◆ Exercise directions ◆
The records below must be duplicated exactly, character for character.

◆ Stored data ◆
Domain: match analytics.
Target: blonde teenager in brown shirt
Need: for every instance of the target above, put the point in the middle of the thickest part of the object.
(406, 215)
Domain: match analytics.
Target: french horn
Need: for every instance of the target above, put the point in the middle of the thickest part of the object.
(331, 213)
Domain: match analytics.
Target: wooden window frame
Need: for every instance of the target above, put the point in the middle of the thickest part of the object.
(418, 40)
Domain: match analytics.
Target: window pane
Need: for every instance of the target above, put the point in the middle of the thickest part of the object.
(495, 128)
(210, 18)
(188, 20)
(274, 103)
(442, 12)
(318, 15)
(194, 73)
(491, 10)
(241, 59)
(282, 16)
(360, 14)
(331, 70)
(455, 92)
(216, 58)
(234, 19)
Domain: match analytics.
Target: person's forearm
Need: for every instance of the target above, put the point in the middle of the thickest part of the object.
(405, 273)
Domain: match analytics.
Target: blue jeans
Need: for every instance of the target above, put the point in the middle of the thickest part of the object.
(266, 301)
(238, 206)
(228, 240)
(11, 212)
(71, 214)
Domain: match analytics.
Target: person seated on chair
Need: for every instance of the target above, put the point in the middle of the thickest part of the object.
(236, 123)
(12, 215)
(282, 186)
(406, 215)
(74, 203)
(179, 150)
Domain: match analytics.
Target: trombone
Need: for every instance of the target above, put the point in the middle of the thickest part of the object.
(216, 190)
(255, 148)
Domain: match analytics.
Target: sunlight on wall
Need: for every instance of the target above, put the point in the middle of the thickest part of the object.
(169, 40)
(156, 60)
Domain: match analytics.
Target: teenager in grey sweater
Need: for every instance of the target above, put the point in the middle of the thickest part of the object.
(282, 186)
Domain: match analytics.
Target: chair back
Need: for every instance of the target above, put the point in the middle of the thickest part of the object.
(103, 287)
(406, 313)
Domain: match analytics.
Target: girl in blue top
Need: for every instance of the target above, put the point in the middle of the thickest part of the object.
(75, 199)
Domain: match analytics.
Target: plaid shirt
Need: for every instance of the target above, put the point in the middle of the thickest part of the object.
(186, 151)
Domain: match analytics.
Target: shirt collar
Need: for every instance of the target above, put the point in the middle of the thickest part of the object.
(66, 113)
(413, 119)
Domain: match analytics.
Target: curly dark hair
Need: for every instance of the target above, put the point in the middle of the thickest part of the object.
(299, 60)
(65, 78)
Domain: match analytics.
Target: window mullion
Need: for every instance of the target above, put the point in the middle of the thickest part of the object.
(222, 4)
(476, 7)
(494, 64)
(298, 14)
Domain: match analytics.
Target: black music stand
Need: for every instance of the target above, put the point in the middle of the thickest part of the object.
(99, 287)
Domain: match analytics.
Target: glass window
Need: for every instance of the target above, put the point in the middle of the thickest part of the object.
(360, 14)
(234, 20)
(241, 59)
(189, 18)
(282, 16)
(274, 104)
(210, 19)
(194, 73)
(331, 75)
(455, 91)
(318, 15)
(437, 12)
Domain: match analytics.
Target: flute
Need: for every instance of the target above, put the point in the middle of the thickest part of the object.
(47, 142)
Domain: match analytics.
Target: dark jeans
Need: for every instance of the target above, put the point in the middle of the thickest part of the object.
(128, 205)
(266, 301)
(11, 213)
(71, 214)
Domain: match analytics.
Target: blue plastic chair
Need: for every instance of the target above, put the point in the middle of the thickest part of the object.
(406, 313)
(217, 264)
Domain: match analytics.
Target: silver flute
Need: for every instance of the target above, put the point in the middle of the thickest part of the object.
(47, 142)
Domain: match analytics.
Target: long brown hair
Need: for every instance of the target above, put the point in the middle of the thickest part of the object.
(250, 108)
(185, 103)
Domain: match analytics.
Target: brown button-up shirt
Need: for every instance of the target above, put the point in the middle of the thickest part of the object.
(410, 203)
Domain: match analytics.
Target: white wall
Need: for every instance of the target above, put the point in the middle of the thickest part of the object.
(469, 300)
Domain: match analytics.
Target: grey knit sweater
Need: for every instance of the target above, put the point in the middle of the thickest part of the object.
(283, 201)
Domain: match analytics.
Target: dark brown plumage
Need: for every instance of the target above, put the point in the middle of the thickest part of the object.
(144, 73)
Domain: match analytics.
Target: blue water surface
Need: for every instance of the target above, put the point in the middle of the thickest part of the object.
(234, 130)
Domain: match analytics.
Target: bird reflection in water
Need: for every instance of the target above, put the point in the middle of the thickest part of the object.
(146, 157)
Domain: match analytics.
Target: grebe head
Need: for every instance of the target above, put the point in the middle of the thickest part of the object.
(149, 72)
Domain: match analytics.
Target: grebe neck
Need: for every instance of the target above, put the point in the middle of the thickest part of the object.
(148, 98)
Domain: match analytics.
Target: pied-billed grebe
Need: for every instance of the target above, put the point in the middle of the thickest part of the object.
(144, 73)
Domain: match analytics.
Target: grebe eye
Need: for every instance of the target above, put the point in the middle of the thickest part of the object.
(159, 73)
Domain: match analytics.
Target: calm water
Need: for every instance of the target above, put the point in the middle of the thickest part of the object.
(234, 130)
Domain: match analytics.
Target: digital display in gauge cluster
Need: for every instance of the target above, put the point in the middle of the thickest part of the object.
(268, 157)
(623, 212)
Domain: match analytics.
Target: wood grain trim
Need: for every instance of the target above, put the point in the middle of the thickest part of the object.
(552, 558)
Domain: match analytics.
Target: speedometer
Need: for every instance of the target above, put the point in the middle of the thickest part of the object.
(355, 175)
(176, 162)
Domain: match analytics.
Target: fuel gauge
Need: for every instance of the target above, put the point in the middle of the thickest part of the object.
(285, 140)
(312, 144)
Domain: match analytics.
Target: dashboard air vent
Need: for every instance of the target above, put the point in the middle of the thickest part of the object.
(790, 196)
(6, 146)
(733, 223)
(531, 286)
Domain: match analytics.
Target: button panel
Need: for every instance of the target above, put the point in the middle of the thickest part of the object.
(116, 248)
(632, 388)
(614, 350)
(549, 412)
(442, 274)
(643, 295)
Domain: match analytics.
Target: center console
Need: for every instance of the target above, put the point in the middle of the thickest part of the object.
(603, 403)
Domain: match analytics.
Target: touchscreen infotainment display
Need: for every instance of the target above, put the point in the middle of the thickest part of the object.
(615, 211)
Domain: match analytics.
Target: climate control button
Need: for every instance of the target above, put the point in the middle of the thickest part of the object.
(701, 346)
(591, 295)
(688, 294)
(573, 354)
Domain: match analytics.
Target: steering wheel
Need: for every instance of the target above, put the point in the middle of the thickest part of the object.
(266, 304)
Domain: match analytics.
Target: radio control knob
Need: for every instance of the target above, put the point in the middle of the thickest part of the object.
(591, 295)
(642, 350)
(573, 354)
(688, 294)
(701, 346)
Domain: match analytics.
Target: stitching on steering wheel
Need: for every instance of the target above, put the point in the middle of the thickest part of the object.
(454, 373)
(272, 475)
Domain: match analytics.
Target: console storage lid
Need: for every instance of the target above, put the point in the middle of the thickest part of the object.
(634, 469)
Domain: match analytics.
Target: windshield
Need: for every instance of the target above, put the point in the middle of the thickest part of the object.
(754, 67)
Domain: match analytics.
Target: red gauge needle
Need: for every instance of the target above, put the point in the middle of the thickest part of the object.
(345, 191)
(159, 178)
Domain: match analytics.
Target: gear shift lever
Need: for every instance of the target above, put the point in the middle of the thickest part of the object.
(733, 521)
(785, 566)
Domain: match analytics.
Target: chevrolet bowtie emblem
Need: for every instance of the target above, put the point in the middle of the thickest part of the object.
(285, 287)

◆ Solution below ◆
Domain: match analytics.
Target: blonde teenager in brown shirt
Need: for every instance of the target above, put the point in the middle of the thickest part of the object.
(406, 215)
Domain: match analytics.
Target: french horn
Need: for every instance of the target above, put the point in the middle of the thickest part of the object.
(331, 213)
Domain: match analytics.
Target: wooden window frame
Need: for every instance of the target above, put the point in the middle of the thickest part of the object.
(418, 40)
Domain: match analytics.
Target: window pane
Need: for every instance of the target above, put the point in the middle of the thickest part of the object.
(495, 128)
(210, 18)
(188, 20)
(274, 103)
(442, 12)
(318, 15)
(194, 73)
(491, 10)
(241, 59)
(282, 16)
(360, 14)
(331, 70)
(455, 92)
(216, 58)
(234, 19)
Domain: match analytics.
Target: person's forearm
Need: for every instance of the target above, put the point in the middle of the thickest part of the object.
(405, 273)
Domain: match analytics.
Target: blue jeans
Need: for every instance of the target above, put the point in the middle of the thickest part of the object.
(266, 301)
(238, 206)
(228, 240)
(11, 212)
(71, 214)
Domain: match analytics.
Target: person seated on chair
Need: for every instance of the target above, put the point in the middle of the thickest part of the object.
(236, 123)
(12, 215)
(282, 186)
(406, 215)
(74, 203)
(179, 150)
Domain: match analytics.
Target: trombone
Need: for every instance of the target above, put the point in the middle of the thickest part of the object.
(216, 190)
(255, 148)
Domain: match analytics.
Target: sunlight on wall
Need: for every instance of the target above, put the point in the middle of the thickest part of the object.
(169, 40)
(156, 60)
Domain: match analytics.
Target: teenager in grey sweater
Need: for every instance of the target above, put the point in the middle of the thickest part of the object.
(282, 186)
Domain: match analytics.
Target: chair back
Need: for every instance of the target above, put the point in the middle of the thickest part of the object.
(103, 287)
(406, 313)
Domain: match analytics.
Target: girl in blue top
Need: for every instance of the target above, put the point in the middle of the thickest part of the object.
(75, 199)
Domain: match analytics.
Target: plaid shirt
Need: for every instance of the target above, put the point in the middle of the thickest part of the object.
(186, 151)
Domain: match analytics.
Target: shirt collar
Need: for every instance of the target above, put the point in the middle of the thickest part of the object.
(66, 113)
(413, 119)
Domain: match analytics.
Target: curly dark hair
Need: for every instance of the target above, put the point in the middle of the thickest part of the object.
(299, 60)
(65, 78)
Domain: match analytics.
Target: window mullion
Need: for every instance of the target above, put the point in the middle of the thickest part of the object.
(222, 4)
(476, 7)
(494, 64)
(298, 14)
Domain: match analytics.
Target: black music stand
Need: for every instance of the target above, put the point in the middle of the thickest part of the object.
(99, 287)
Domain: match analytics.
Target: glass window
Need: for every instance of the target above, put the point in the middle of the thickest part of the object.
(360, 14)
(234, 20)
(241, 59)
(189, 18)
(282, 16)
(274, 104)
(210, 19)
(194, 73)
(331, 75)
(455, 91)
(318, 15)
(437, 12)
Domain: match analytics.
Target: flute
Need: for every instance of the target above, put the point in the middle of the thickest part of the object.
(47, 142)
Domain: match analytics.
Target: dark jeans
Need: for every instance of the target above, put the point in the middle of the thickest part of the object.
(128, 205)
(266, 301)
(11, 213)
(71, 214)
Domain: match analytics.
Target: blue plastic chair
Need: for every instance of the target above, put the point in the middle of the thickest part of the object.
(406, 313)
(217, 264)
Domain: match analytics.
Target: silver flute
Need: for every instance of the target above, put the point in the middle of the thickest part of the object.
(47, 142)
Domain: match analytics.
Target: long brown hair
Need: for every instance of the target above, put the point in the middle of the thickest part of the object.
(250, 108)
(185, 103)
Domain: match analytics.
Target: brown button-up shirt
Need: for every instance of the target above, put the point in the middle of the thickest part of the object.
(410, 203)
Domain: match analytics.
Target: white wall
Need: for every instance of the target above, put the point in the middle of the thickest part of the object.
(469, 300)
Domain: match analytics.
Target: grey knit sweater
Need: for every instance of the target above, put the point in the middle of the thickest part of the object.
(283, 201)
Domain: match analytics.
Target: dark brown plumage
Need: for every instance of the target above, put the point in the middle of the thickest part of the object.
(144, 73)
Domain: match analytics.
Target: blue water surface
Need: for every instance of the target above, put the point in the middle of the thickest part of the object.
(234, 130)
Domain: match analytics.
Target: bird reflection in water
Need: for every instance of the target above, put the point in the middle of the thickest part of the object.
(146, 157)
Domain: match analytics.
Target: grebe head
Need: for every instance of the target above, put the point in the middle of the thickest part of the object.
(149, 72)
Domain: match analytics.
Target: grebe neck
Need: for every instance of the target above, put the point in the middle of the thickest part of the object.
(148, 98)
Domain: match analytics.
Target: pied-billed grebe
Need: for every instance of the target above, put the point in the middle of the thickest part of the object.
(144, 73)
Domain: match analytics.
Target: grebe eye
Need: for every instance of the target above, put the point in the middle of the thickest part of the object.
(159, 73)
Domain: match analytics.
Target: calm water
Need: for every instance of the target above, put the point in the middle of the thickest part of the object.
(234, 130)
Domain: match analytics.
Target: digital display in gauge cluster
Need: for every instance of the target above, put the point in the middle of the thickest part of the object.
(268, 157)
(623, 212)
Domain: match analytics.
Target: wood grain trim
Need: for every instance of the target above, put the point in the middle of the thickest part of the object.
(552, 558)
Domain: match analytics.
Target: speedometer
Need: for every instance of the target above, put the point in the middle of the thickest part of the object.
(355, 175)
(176, 162)
Domain: match analytics.
Target: fuel gauge
Need: for every instance of the target above, put the point in the middle of the thickest part of the object.
(285, 140)
(312, 144)
Domain: match analytics.
Target: dashboard air vent
Need: for every instance of the target above, put the point in the middle of the thickest part of the object.
(790, 196)
(6, 146)
(733, 223)
(531, 286)
Domain: match analytics.
Target: button panel
Need: for every instance of the target above, put the point in the middle of the thickest part of the object.
(116, 248)
(632, 388)
(614, 350)
(549, 412)
(442, 274)
(643, 295)
Domain: match analytics.
Target: center console
Need: for every instance of the target above, put the point in the middle of the thickest part of the object.
(603, 403)
Domain: match analytics.
Target: touchscreen infotainment display
Need: for every instance of the target above, put the point in the middle of the thickest part of the object.
(615, 211)
Domain: match analytics.
Target: climate control button
Need: for every instance of the target above, put the point in the middle of the thickest part of the object.
(701, 346)
(591, 295)
(688, 294)
(573, 354)
Domain: match analytics.
Target: steering wheel
Need: for every instance of the target above, put the point in the middle of the thickest part of the object.
(266, 304)
Domain: match analytics.
Target: radio control knob
Need: for every instance of the target above, put the point in the middle of the thickest part of the object.
(591, 295)
(642, 350)
(573, 354)
(688, 294)
(701, 346)
Domain: match analytics.
Target: stitching on steering wheel
Need: for every instance of the target above, put the point in the middle of the thickest part of the object.
(454, 373)
(272, 475)
Domain: match analytics.
Target: console storage lid
Need: for every instance of the target above, put the point in the middle of the thickest part of the object.
(634, 469)
Domain: match analytics.
Target: windshield
Need: for every instance of the target above, put the point in the middle of the thickest part of the object.
(754, 67)
Domain: match analytics.
Target: red gauge needle
Need: for every instance of the target above, put the point in the middle of the thickest part of the object.
(345, 191)
(159, 178)
Domain: match analytics.
Target: gear shift lever
Need: for every instance of the target above, put the point in the middle of the thickest part of the object.
(733, 521)
(785, 566)
Domain: match analytics.
Target: chevrolet bowtie emblem
Need: for every instance of the target above, put the point in the middle of the thickest part of the object.
(285, 287)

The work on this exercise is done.